• _Exercise prompt_
Lines in the listing under this task are to be copied exactly.

• _Given data_
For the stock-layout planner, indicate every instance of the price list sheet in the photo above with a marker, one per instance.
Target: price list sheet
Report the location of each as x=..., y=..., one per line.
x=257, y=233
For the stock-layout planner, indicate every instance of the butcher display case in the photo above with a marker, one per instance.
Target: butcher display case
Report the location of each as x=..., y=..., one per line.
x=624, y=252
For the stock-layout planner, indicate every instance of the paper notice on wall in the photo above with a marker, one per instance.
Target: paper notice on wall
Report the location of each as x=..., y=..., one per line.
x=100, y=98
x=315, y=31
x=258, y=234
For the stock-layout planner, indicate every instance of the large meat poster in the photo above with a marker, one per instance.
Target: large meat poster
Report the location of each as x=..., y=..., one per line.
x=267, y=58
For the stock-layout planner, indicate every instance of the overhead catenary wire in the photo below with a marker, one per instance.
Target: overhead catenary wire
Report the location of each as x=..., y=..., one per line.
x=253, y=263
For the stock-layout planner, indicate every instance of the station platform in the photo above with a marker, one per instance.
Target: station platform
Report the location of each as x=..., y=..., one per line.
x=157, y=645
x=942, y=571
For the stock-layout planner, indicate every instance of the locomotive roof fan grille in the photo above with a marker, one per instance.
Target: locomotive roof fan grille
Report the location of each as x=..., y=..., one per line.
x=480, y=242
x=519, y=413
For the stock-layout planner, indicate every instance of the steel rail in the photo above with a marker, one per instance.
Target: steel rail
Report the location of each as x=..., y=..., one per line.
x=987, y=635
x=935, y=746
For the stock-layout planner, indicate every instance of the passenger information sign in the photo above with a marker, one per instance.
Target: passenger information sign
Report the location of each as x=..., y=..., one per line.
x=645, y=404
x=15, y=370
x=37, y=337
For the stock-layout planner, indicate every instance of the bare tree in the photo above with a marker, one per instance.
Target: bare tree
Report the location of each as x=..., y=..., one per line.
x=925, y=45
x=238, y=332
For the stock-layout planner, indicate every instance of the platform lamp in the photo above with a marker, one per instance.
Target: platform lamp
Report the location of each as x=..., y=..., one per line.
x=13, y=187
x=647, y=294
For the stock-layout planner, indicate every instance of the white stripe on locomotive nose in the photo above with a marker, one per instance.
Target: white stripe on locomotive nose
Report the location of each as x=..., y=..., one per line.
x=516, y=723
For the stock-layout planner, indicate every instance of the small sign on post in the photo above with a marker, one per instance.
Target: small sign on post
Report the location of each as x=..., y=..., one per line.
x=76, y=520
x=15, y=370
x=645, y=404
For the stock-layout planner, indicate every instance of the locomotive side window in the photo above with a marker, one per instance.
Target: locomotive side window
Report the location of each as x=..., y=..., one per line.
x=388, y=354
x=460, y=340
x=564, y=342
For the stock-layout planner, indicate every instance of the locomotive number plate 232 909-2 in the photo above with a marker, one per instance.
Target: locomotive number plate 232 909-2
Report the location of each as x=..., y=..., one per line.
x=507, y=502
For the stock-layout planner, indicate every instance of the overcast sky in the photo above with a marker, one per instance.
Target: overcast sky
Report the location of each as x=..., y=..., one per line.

• _Answer to this exercise_
For the stock-layout planner, indicate every instance of the price list sheet in the photo above with a marker, one per instance.
Target: price list sheet
Report the location of each as x=..., y=..., one per line.
x=257, y=233
For the stock-layout planner, indicate every instance of the butcher display case in the photo above with a marker, one per instance.
Target: butcher display case
Report the location of each as x=..., y=..., one per line.
x=624, y=252
For the stock-layout planner, indicate every instance of the paper notice on wall in the photo above with a marker, one per instance.
Target: paper notice on wall
Report the location of each as x=..., y=..., one per line.
x=100, y=98
x=315, y=31
x=258, y=234
For the stock-layout planner, indicate every instance of the large meat poster in the photo above with a marker, one per instance.
Target: large meat poster
Report the location of each as x=..., y=..., one per line.
x=267, y=58
For the stock-layout planner, indicate every instance of the overhead catenary wire in the photo below with a marker, one per instance.
Target: overhead catenary wire
Report the location of each as x=..., y=..., one per line.
x=253, y=263
For the stock-layout planner, indicate every instance of the station platform in the photo above with a marker, one per instance.
Target: station platform
Report the location of each as x=..., y=..., one per line.
x=157, y=645
x=942, y=571
For the stock-layout planner, indicate every instance of the locomotive roof fan grille in the photo above with a marker, one per instance.
Target: locomotive roof fan grille
Report the location of each as x=..., y=..., one per line.
x=480, y=242
x=519, y=413
For the stock-layout planner, indicate every instance of the steel rail in the photo above with a marker, one per instance.
Target: steel rail
Report the location of each as x=..., y=..., one per line.
x=987, y=635
x=935, y=746
For the stock-layout planner, indicate every instance of the passenger information sign in the photo above with a marker, one per instance.
Target: passenger information sign
Report the location of each as x=..., y=..., one per line.
x=645, y=404
x=15, y=370
x=37, y=337
For the stock-layout planner, indicate every instance of the bare tree in the photo above with a marker, one per instance.
Target: bare tree
Report the location of each as x=..., y=..., one per line.
x=925, y=45
x=238, y=332
For the stock-layout planner, indicate every instance of the platform lamp in the photo above with a marker, one per instance.
Target: platform lamp
Report the location of each as x=..., y=..., one per line.
x=13, y=187
x=647, y=294
For the stock-layout planner, indicate every instance of the white stripe on locomotive nose in the photo above with a marker, one per instance.
Target: white stripe on locomotive nose
Report the location of each as x=..., y=..., one per line.
x=516, y=723
For the stock-layout planner, indicate every instance of the small sign on post in the photo above with a marker, one per instance.
Target: small sign on post
Report the location of each as x=..., y=..., one per line.
x=76, y=520
x=15, y=370
x=645, y=404
For the stock-layout planner, indicate every instance of the locomotive side window in the photo above with a marker, one per instance.
Target: locomotive side window
Report the location of each as x=..., y=..., one per line.
x=388, y=354
x=460, y=340
x=564, y=342
For the stock-layout planner, indicate every instance of the locomotive number plate 232 909-2 in the photo above with a marker, one per instance.
Target: locomotive number plate 232 909-2
Report the location of each as x=..., y=..., one per line.
x=507, y=502
For the stock-layout planner, indicate every instance of the overcast sky in the photo above with a marker, one per instance.
Target: overcast sky
Report the location of each as x=..., y=..., one per line.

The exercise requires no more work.